Verilen metin
Tarihsel olarak Avrupa coğrafyası anti-semitizm ya da Yahudi karşıtlığının merkezi olmuştur. Bu ırkçılık ve nefret sonucu Yahudiler, Avrupa'da belli periyodlarla pogrom denilen katliamlara ve sürgünlere maruz kalmışlardır. Bu katliamların en sistematik ve ağır olanı ise II. Dünya Savaşı sırasında Nazi rejimi tarafından Yahudilere yönelik uygulanan soykırımdır. Biyolojik ırkçılık ideolojisinin en ekstrem örneği olan Nasyonel Sosyalizm sadece Yahudileri hedef almamış aynı zamanda Romanlar ve Sintiler de sistematik bir biçimde katledilmiştir.

Görevin amacı 1
Aşağıdaki kayıtların ilk satırından başlayıp "[263,446,336,559]" ifadesini içeren satır da dahil olmak üzere o satıra kadar olan bölümü hiç değiştirmeden yazdırın.
Yukarıdaki metin ile aşağıdaki kayıtlar arasında hiçbir bağlantı yoktur.

Veri satırları
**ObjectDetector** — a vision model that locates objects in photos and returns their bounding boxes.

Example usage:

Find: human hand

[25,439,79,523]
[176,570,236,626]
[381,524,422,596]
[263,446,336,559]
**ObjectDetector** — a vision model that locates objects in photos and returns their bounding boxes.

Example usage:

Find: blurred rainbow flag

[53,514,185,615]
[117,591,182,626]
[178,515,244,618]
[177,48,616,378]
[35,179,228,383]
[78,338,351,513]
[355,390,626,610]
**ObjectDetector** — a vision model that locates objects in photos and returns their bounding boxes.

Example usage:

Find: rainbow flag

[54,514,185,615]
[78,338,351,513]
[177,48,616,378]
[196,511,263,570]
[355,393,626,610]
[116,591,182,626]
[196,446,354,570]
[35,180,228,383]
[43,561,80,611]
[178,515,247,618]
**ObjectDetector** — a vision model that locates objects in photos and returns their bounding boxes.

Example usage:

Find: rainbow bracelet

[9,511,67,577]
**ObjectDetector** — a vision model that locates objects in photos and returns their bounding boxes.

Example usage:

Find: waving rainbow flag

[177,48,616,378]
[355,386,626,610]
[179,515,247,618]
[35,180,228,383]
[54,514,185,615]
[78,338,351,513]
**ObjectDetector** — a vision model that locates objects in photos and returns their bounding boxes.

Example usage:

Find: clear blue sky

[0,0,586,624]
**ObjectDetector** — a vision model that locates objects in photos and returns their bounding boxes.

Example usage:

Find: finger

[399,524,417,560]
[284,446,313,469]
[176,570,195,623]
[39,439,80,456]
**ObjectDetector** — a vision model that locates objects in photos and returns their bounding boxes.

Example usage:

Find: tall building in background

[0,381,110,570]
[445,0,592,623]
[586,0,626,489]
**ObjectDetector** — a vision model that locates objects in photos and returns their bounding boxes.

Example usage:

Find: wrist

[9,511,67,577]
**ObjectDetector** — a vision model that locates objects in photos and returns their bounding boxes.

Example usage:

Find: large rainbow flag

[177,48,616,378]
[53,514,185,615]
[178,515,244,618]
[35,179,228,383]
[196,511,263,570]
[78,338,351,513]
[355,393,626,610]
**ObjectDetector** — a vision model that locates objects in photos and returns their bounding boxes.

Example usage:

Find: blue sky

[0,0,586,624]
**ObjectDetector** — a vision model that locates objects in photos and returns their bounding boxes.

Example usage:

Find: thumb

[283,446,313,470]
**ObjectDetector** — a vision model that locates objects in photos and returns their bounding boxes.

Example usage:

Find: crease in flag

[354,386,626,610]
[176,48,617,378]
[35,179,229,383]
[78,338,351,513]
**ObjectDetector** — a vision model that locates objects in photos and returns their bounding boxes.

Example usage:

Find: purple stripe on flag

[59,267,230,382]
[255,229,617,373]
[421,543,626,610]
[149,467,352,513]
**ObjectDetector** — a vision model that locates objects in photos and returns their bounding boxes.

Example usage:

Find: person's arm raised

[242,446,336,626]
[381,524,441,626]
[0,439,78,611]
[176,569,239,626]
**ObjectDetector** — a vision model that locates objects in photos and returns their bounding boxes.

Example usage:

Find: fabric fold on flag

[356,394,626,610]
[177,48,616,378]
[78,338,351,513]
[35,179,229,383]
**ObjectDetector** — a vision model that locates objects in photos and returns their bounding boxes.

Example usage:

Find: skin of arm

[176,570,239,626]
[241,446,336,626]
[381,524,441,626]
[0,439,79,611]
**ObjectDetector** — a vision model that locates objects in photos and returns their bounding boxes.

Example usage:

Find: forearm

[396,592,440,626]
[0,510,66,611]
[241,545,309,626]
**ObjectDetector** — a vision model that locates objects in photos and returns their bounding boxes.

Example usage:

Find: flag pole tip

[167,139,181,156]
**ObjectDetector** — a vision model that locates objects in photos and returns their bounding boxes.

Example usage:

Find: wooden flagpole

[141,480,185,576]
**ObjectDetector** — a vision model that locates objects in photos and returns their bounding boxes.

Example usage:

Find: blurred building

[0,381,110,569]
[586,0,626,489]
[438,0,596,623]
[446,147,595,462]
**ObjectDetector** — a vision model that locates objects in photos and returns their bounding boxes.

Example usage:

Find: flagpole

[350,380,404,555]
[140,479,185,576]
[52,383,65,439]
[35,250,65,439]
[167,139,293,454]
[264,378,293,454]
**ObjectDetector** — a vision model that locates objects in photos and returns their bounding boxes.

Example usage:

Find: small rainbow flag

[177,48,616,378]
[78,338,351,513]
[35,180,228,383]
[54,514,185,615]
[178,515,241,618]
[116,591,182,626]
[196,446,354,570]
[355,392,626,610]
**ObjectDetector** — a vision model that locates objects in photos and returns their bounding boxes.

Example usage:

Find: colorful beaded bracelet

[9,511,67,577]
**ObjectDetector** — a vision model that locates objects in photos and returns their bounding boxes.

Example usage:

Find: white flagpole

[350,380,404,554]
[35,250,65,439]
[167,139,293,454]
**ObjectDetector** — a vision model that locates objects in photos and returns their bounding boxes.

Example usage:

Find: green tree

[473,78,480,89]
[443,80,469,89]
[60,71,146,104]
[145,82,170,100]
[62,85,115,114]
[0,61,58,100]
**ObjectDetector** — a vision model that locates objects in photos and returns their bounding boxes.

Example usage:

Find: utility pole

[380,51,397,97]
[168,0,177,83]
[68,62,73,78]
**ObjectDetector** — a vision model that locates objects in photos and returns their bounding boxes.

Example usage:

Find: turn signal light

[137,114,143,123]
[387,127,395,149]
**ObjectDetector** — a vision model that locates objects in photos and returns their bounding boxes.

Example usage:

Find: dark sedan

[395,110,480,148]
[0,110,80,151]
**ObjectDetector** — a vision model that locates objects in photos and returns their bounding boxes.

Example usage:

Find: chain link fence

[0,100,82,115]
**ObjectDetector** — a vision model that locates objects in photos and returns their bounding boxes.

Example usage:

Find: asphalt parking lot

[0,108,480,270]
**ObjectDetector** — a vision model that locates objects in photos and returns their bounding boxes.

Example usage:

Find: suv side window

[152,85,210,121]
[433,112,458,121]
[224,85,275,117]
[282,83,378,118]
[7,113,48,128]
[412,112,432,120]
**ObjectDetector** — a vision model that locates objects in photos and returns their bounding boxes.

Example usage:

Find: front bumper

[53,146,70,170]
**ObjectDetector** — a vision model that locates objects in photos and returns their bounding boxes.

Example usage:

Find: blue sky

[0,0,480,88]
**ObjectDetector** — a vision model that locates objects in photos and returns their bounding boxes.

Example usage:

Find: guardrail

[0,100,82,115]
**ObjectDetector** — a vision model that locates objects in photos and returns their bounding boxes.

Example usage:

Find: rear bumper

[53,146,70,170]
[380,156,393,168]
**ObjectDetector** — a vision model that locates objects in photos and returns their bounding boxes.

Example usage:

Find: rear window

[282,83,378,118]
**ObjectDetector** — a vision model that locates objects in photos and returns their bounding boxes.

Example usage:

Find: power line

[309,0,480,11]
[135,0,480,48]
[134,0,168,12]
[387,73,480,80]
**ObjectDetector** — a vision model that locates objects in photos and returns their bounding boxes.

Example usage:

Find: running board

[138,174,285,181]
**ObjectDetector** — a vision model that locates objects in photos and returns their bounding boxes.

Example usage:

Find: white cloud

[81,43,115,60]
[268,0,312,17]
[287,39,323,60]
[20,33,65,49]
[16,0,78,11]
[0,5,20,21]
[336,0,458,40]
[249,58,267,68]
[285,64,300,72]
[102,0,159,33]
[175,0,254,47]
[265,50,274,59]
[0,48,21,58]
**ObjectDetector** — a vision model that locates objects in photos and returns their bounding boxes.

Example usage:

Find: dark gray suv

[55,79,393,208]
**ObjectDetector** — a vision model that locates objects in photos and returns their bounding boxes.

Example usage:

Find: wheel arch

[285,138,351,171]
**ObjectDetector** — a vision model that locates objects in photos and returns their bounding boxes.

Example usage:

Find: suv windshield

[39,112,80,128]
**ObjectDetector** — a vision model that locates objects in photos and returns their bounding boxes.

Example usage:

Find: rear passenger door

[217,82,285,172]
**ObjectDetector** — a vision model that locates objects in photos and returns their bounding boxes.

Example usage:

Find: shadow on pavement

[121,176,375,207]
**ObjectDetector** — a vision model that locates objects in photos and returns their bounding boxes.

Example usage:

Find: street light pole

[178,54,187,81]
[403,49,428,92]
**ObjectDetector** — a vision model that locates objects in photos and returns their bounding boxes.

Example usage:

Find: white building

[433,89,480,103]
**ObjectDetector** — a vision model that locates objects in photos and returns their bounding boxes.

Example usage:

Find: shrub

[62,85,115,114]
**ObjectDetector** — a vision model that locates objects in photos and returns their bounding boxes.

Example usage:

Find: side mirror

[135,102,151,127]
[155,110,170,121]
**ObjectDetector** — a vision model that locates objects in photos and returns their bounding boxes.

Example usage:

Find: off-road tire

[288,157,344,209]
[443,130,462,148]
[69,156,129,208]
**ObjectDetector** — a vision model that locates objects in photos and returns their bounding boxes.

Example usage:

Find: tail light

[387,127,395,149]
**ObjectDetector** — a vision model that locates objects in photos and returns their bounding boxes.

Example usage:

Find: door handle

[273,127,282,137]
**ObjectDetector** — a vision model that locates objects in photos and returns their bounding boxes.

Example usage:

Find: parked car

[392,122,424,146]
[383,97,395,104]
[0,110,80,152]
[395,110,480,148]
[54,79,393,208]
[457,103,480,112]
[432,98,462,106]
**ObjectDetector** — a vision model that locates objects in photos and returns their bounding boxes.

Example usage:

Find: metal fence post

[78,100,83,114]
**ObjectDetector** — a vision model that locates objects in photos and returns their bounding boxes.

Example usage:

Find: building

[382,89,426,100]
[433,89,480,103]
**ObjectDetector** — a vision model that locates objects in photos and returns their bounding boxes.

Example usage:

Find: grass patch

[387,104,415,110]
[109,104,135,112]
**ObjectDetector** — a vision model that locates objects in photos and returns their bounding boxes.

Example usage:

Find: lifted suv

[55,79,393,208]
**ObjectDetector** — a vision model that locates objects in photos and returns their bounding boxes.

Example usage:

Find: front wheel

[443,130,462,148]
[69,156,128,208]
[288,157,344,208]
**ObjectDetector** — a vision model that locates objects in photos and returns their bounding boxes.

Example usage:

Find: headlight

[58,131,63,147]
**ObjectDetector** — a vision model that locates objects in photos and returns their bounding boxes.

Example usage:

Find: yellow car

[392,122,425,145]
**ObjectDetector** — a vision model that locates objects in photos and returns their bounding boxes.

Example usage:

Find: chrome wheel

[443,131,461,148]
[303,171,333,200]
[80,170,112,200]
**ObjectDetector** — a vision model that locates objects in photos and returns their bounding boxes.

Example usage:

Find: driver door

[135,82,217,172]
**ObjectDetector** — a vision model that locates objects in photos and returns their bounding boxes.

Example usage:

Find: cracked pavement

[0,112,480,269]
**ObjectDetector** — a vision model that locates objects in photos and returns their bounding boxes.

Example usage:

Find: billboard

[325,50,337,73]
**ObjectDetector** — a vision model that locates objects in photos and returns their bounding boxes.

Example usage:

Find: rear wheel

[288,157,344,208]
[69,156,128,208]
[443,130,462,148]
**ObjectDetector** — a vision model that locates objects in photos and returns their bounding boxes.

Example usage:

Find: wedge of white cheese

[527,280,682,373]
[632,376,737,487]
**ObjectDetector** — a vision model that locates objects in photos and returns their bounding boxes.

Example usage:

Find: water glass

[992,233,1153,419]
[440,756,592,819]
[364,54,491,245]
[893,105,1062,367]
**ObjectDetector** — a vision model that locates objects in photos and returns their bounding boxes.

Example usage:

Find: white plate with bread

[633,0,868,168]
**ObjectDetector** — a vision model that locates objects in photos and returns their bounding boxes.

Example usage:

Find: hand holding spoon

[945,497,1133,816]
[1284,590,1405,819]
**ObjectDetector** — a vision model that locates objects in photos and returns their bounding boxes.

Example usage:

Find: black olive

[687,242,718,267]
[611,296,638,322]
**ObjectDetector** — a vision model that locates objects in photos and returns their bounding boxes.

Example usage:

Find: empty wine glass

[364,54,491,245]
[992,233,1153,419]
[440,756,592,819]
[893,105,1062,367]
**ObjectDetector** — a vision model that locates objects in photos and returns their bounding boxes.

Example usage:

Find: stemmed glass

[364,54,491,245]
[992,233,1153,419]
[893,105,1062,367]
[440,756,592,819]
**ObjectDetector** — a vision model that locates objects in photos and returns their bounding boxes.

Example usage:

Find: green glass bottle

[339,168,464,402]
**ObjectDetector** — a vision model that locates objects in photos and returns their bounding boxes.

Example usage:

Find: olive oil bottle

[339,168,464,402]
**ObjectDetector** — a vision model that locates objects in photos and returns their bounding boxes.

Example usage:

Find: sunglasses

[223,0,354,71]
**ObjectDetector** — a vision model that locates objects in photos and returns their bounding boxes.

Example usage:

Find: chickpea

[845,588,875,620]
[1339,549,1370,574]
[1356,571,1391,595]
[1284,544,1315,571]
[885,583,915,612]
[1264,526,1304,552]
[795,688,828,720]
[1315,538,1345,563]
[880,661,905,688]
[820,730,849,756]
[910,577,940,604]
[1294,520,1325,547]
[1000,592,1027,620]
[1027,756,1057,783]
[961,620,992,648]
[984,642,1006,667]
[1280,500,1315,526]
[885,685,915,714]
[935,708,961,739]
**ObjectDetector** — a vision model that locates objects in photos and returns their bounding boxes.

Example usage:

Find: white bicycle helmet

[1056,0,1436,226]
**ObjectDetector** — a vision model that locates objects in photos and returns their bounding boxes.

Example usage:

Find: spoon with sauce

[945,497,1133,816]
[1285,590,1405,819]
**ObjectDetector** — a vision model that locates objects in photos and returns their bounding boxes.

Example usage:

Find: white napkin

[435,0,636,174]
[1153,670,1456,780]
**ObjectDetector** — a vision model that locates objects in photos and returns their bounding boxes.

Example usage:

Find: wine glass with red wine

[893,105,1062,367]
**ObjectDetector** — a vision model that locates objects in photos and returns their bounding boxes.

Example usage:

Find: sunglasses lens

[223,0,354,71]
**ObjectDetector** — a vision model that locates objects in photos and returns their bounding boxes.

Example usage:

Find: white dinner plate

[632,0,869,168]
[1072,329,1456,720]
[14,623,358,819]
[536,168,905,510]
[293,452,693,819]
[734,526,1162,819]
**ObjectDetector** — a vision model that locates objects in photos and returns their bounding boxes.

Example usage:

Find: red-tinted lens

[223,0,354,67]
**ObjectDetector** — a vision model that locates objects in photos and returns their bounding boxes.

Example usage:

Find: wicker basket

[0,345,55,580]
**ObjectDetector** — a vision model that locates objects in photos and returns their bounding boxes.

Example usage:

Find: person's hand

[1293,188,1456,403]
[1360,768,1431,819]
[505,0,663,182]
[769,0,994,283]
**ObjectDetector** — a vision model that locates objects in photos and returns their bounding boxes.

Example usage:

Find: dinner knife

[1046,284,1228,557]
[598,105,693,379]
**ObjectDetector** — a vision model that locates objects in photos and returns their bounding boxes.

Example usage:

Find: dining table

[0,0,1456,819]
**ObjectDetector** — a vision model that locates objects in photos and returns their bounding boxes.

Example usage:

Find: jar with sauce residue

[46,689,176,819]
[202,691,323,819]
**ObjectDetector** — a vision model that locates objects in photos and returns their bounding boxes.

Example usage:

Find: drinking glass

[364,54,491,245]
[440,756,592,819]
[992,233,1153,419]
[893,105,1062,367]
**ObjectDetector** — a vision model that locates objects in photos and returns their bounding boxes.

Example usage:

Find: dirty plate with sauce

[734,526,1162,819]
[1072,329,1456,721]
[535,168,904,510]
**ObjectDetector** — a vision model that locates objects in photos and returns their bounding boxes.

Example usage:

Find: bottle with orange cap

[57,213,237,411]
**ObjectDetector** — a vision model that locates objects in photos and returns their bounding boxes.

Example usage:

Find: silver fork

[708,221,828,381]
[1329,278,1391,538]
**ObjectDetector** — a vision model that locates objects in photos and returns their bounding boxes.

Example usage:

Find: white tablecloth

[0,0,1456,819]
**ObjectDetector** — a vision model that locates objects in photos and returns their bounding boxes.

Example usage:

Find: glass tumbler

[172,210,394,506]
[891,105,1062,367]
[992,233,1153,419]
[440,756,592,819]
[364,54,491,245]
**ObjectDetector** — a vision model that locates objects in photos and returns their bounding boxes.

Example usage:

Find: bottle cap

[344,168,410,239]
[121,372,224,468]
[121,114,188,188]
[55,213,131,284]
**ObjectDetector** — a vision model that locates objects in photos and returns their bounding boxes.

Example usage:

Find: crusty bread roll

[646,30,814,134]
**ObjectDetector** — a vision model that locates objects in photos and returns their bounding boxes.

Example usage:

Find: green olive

Görevin amacı 2
Avrupa'daki Yahudi karşıtlığını anlatan metni kaldığı yerden alıp sürdürün.

Alıştırma cevabı 1
**ObjectDetector** — a vision model that locates objects in photos and returns their bounding boxes.

Example usage:

Find: human hand

[25,439,79,523]
[176,570,236,626]
[381,524,422,596]
[263,446,336,559]

Alıştırma cevabı 2
Diğer taraftan ırkçılık ve soykırım suçunun Avrupa tarihinde sadece Nazilere has olmadığı da tarihsel bir gerçektir. Özellikle sömürgecilik çağı ile birlikte İspanyol, Portekiz, Felemenk, Belçikalı, Fransız ve İngiliz sömürgeciler Amerika kıtası, Afrika ve Avustralya'da benzeri görülmemiş katliamlar ve etnik temizlik ile milyonlarca sayıda yerliyi yok etmişlerdir.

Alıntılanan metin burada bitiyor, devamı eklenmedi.